▶ DO THIS:
Extract every line of the listing below and reproduce each one verbatim, in the same order.

▶ EXTRACTED ENTRIES:
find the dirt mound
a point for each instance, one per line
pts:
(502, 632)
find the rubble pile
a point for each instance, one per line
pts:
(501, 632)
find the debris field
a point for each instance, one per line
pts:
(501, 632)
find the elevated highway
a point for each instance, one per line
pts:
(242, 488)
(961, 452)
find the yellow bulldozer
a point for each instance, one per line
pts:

▶ OUTPUT BELOW:
find the dirt mound
a point for each instance, one per line
pts:
(502, 632)
find the rubble pile
a point for each instance, one per line
pts:
(501, 632)
find the debris field
a point for each instance, one per line
pts:
(501, 632)
find the elevated highway
a point for each instance, one per line
pts:
(242, 488)
(961, 452)
find the yellow bulldozer
a point for each instance, one per line
pts:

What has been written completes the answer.